▶ What you need to do: Once you have read the entries below, write them all out again exactly.

____________

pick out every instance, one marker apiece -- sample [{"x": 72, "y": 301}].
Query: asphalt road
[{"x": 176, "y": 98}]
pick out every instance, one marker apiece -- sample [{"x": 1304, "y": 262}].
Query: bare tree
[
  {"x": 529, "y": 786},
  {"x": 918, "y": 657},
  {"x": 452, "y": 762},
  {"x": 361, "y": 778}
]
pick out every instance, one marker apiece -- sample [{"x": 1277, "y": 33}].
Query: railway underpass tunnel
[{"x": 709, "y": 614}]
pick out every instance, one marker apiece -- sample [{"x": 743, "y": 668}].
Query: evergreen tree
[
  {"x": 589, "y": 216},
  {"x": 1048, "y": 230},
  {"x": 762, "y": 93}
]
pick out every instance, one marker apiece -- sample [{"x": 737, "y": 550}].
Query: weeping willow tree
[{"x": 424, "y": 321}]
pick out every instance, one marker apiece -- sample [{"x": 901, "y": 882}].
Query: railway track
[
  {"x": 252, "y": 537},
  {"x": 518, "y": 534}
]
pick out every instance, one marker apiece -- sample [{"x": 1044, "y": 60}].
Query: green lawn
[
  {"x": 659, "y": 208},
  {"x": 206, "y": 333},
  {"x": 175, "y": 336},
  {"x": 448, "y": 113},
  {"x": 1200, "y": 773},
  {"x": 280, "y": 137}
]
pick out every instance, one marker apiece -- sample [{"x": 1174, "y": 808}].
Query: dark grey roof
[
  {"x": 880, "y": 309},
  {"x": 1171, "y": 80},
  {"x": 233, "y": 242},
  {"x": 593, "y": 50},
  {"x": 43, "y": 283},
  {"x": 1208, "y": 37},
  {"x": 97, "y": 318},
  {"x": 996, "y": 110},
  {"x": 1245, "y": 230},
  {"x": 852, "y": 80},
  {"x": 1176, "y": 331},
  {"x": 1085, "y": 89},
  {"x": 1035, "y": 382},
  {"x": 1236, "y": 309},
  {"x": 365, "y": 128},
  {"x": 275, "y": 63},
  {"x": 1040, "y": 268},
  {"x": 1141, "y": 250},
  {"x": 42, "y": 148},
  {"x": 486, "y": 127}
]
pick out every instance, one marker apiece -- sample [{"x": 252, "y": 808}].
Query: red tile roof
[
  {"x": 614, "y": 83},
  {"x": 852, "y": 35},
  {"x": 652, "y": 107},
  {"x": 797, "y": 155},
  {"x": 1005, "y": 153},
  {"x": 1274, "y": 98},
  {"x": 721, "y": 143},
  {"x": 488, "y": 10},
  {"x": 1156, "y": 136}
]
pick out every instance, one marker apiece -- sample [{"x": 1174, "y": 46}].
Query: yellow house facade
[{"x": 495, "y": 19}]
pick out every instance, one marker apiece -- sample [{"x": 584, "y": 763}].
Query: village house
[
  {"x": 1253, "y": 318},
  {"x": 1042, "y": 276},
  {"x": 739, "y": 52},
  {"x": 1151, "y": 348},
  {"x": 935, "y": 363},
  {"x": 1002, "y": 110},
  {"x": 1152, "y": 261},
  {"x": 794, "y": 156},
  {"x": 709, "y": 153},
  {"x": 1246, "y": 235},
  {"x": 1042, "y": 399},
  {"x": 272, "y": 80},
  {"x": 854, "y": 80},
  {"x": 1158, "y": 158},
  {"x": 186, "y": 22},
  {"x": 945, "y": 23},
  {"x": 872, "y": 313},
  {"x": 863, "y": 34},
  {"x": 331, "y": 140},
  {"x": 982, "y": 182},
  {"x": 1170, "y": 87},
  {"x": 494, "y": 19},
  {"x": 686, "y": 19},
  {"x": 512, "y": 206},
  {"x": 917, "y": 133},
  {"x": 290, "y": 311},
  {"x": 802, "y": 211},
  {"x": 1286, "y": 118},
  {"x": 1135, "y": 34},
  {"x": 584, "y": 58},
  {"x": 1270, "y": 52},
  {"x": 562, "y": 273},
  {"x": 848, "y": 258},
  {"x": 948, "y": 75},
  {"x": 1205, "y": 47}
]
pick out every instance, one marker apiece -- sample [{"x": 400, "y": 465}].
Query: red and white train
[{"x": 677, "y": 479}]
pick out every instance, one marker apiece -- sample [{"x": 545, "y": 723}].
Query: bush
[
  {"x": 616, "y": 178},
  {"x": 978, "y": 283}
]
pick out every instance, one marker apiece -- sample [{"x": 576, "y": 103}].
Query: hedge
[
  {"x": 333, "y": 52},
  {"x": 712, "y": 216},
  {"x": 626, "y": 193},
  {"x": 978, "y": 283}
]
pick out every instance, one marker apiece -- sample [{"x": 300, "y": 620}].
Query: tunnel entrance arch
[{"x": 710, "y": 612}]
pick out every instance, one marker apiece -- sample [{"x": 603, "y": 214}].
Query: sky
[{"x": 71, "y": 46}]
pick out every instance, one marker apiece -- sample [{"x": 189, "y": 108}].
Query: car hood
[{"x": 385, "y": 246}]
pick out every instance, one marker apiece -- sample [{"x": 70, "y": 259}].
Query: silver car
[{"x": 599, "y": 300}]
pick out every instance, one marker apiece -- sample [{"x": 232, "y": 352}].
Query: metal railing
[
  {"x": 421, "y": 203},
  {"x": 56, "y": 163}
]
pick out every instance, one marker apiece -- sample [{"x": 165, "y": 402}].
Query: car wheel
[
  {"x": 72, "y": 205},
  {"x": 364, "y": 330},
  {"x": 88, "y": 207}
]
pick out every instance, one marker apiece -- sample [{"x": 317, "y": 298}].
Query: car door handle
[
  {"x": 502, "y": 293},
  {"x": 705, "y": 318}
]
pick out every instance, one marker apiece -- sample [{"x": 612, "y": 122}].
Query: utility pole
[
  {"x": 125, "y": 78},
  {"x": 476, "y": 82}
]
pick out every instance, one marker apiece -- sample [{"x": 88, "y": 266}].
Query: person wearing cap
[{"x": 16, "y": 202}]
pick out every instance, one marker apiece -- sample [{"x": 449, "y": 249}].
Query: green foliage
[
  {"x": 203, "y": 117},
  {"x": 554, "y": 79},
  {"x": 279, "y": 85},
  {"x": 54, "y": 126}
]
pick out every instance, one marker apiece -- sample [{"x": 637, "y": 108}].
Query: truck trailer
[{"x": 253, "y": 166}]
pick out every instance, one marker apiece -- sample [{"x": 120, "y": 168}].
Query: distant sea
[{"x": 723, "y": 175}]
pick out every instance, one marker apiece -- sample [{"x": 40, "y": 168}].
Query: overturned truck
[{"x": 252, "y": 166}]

____________

▶ Response:
pick out every instance, one marker apiece -- sample [{"x": 72, "y": 301}].
Query: asphalt road
[{"x": 176, "y": 98}]
pick out every instance, one marker apiece -- sample [{"x": 1304, "y": 262}].
Query: bare tree
[
  {"x": 529, "y": 786},
  {"x": 918, "y": 657},
  {"x": 452, "y": 762},
  {"x": 361, "y": 778}
]
pick out every instance, one marker apiece -- sample [{"x": 1277, "y": 33}].
Query: railway underpass tunnel
[{"x": 709, "y": 614}]
pick out every instance, one marker apiece -- sample [{"x": 743, "y": 668}].
Query: evergreen tree
[
  {"x": 589, "y": 216},
  {"x": 1048, "y": 230},
  {"x": 762, "y": 93}
]
pick out every instance, one marker apiece -- sample [{"x": 737, "y": 550}].
Query: weeping willow tree
[{"x": 424, "y": 321}]
pick out every instance, one marker apiece -- sample [{"x": 901, "y": 882}].
Query: railway track
[
  {"x": 252, "y": 537},
  {"x": 518, "y": 534}
]
pick out every instance, one marker apiece -- sample [{"x": 1044, "y": 60}].
Query: green lawn
[
  {"x": 659, "y": 208},
  {"x": 206, "y": 333},
  {"x": 175, "y": 336},
  {"x": 448, "y": 113},
  {"x": 1200, "y": 773},
  {"x": 280, "y": 137}
]
pick out every instance, one marker apiece -- sample [{"x": 1174, "y": 808}].
Query: dark grey roof
[
  {"x": 880, "y": 309},
  {"x": 1171, "y": 80},
  {"x": 233, "y": 242},
  {"x": 593, "y": 50},
  {"x": 43, "y": 283},
  {"x": 1208, "y": 37},
  {"x": 97, "y": 318},
  {"x": 996, "y": 110},
  {"x": 1245, "y": 230},
  {"x": 852, "y": 80},
  {"x": 1176, "y": 331},
  {"x": 1085, "y": 89},
  {"x": 1035, "y": 382},
  {"x": 1236, "y": 309},
  {"x": 365, "y": 128},
  {"x": 275, "y": 63},
  {"x": 1040, "y": 268},
  {"x": 1141, "y": 250},
  {"x": 42, "y": 148},
  {"x": 486, "y": 127}
]
pick out every instance, one marker apiece -- sample [{"x": 252, "y": 808}].
Query: red tile roof
[
  {"x": 614, "y": 83},
  {"x": 852, "y": 35},
  {"x": 652, "y": 107},
  {"x": 797, "y": 155},
  {"x": 1005, "y": 153},
  {"x": 1274, "y": 98},
  {"x": 721, "y": 143},
  {"x": 488, "y": 10},
  {"x": 1156, "y": 136}
]
pick out every instance, one marker apiece -- sample [{"x": 1174, "y": 46}].
Query: yellow house facade
[{"x": 495, "y": 19}]
pick out every instance, one marker apiece -- sample [{"x": 584, "y": 763}].
Query: village house
[
  {"x": 1253, "y": 318},
  {"x": 1042, "y": 276},
  {"x": 739, "y": 52},
  {"x": 1151, "y": 348},
  {"x": 935, "y": 363},
  {"x": 1002, "y": 110},
  {"x": 1152, "y": 261},
  {"x": 794, "y": 156},
  {"x": 709, "y": 153},
  {"x": 1246, "y": 235},
  {"x": 1042, "y": 399},
  {"x": 272, "y": 80},
  {"x": 854, "y": 80},
  {"x": 1158, "y": 158},
  {"x": 186, "y": 22},
  {"x": 945, "y": 23},
  {"x": 872, "y": 313},
  {"x": 863, "y": 34},
  {"x": 331, "y": 140},
  {"x": 982, "y": 182},
  {"x": 1170, "y": 87},
  {"x": 494, "y": 19},
  {"x": 686, "y": 19},
  {"x": 512, "y": 206},
  {"x": 917, "y": 133},
  {"x": 290, "y": 311},
  {"x": 802, "y": 211},
  {"x": 1286, "y": 118},
  {"x": 1135, "y": 34},
  {"x": 584, "y": 58},
  {"x": 1270, "y": 52},
  {"x": 562, "y": 273},
  {"x": 848, "y": 258},
  {"x": 948, "y": 75},
  {"x": 1205, "y": 47}
]
pick out every instance, one marker apiece -- sample [{"x": 400, "y": 465}].
Query: red and white train
[{"x": 677, "y": 479}]
pick out every instance, one marker apiece -- sample [{"x": 545, "y": 723}].
Query: bush
[
  {"x": 616, "y": 178},
  {"x": 978, "y": 283}
]
pick out every instance, one marker apiece -- sample [{"x": 576, "y": 103}].
Query: hedge
[
  {"x": 333, "y": 52},
  {"x": 712, "y": 216},
  {"x": 626, "y": 193},
  {"x": 978, "y": 283}
]
pick out every instance, one marker apiece -- sample [{"x": 300, "y": 620}].
Query: tunnel entrance arch
[{"x": 710, "y": 612}]
pick out every instance, one marker apiece -- sample [{"x": 603, "y": 214}].
Query: sky
[{"x": 71, "y": 46}]
pick out every instance, one marker apiece -- sample [{"x": 189, "y": 108}].
Query: car hood
[{"x": 385, "y": 246}]
pick out every instance, one marker apiece -- sample [{"x": 70, "y": 259}].
Query: silver car
[{"x": 599, "y": 300}]
pick out every instance, one marker apiece -- sample [{"x": 232, "y": 352}].
Query: metal railing
[
  {"x": 421, "y": 203},
  {"x": 56, "y": 163}
]
pick out every instance, one marker apiece -- sample [{"x": 165, "y": 402}].
Query: car wheel
[
  {"x": 72, "y": 205},
  {"x": 364, "y": 330},
  {"x": 88, "y": 207}
]
pick out every instance, one marker apiece -- sample [{"x": 317, "y": 298}].
Query: car door handle
[
  {"x": 502, "y": 293},
  {"x": 705, "y": 318}
]
pick out every instance, one marker apiece -- sample [{"x": 612, "y": 122}].
Query: utility pole
[
  {"x": 125, "y": 78},
  {"x": 476, "y": 82}
]
pick out every instance, one marker apiece -- sample [{"x": 88, "y": 266}].
Query: person wearing cap
[{"x": 16, "y": 202}]
pick out every instance, one marker apiece -- sample [{"x": 449, "y": 249}].
Query: green foliage
[
  {"x": 203, "y": 117},
  {"x": 554, "y": 79},
  {"x": 279, "y": 85},
  {"x": 54, "y": 126}
]
pick out every instance, one marker apiece -- sample [{"x": 637, "y": 108}].
Query: truck trailer
[{"x": 253, "y": 166}]
pick out every instance, one marker apiece -- sample [{"x": 120, "y": 168}].
Query: distant sea
[{"x": 723, "y": 175}]
pick out every instance, one marker apiece -- sample [{"x": 40, "y": 168}].
Query: overturned truck
[{"x": 252, "y": 166}]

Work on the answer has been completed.